PROBLEM DETAILS
The data below needs to be returned exactly, line for line.
--- EXCERPTED RECORDS ---
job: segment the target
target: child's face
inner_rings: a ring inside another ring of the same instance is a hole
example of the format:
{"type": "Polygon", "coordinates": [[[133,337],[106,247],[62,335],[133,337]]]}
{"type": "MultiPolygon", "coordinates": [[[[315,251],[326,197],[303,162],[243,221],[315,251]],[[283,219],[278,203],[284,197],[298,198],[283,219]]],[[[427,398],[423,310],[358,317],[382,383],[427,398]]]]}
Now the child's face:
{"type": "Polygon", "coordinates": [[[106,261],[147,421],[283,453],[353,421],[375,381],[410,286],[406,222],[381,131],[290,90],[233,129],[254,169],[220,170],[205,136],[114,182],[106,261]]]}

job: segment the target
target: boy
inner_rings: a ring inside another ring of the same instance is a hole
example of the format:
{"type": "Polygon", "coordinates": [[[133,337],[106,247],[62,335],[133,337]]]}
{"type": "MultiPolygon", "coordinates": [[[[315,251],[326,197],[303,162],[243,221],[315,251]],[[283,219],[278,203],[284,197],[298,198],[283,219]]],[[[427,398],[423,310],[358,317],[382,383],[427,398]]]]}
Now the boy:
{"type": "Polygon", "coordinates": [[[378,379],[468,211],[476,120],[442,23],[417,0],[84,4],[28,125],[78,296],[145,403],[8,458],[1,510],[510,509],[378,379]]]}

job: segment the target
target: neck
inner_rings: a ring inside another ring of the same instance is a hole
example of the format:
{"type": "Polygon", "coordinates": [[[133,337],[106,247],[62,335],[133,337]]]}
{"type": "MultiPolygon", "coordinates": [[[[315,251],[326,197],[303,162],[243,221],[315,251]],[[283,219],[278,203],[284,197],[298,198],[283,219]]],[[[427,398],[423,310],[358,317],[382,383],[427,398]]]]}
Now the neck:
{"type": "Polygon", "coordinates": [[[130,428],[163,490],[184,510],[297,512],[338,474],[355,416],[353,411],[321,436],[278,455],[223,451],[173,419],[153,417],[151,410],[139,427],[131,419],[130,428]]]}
---
ANSWER TO THIS TASK
job: segment the target
target: child's face
inner_rings: a ring inside another ring of the same instance is a hole
example of the format:
{"type": "Polygon", "coordinates": [[[133,337],[106,247],[62,335],[133,337]]]}
{"type": "MultiPolygon", "coordinates": [[[[315,251],[326,197],[303,162],[243,221],[315,251]],[[283,219],[278,203],[284,197],[298,198],[283,219]]],[[[427,398],[423,310],[358,317],[382,383],[427,398]]]]}
Now the child's face:
{"type": "Polygon", "coordinates": [[[106,261],[147,421],[283,453],[353,421],[375,381],[410,286],[406,222],[381,131],[290,90],[233,129],[254,169],[220,170],[205,136],[114,182],[106,261]]]}

job: segment the target
target: boy
inner_rings: a ring inside another ring of the same instance is a hole
example of the format:
{"type": "Polygon", "coordinates": [[[133,337],[106,247],[62,335],[133,337]]]}
{"type": "MultiPolygon", "coordinates": [[[[315,251],[326,197],[303,162],[243,221],[315,251]],[[283,219],[278,203],[284,197],[298,198],[283,219]]],[[[427,398],[423,310],[358,317],[382,383],[427,398]]]]}
Now the boy:
{"type": "Polygon", "coordinates": [[[378,379],[468,211],[476,120],[442,23],[417,0],[84,4],[28,125],[78,296],[145,403],[8,458],[1,510],[510,509],[378,379]]]}

job: segment the target
target: neck
inner_rings: a ring inside another ring of the same instance is a hole
example of the format:
{"type": "Polygon", "coordinates": [[[133,337],[106,247],[62,335],[133,337]]]}
{"type": "MultiPolygon", "coordinates": [[[[315,251],[326,197],[303,162],[243,221],[315,251]],[[283,219],[278,203],[284,197],[298,198],[283,219]]],[[[427,398],[423,310],[358,317],[382,383],[427,398]]]]}
Now the neck:
{"type": "Polygon", "coordinates": [[[130,428],[163,490],[184,510],[297,512],[338,474],[355,416],[353,411],[321,436],[278,455],[223,451],[173,419],[153,417],[151,410],[139,427],[131,419],[130,428]]]}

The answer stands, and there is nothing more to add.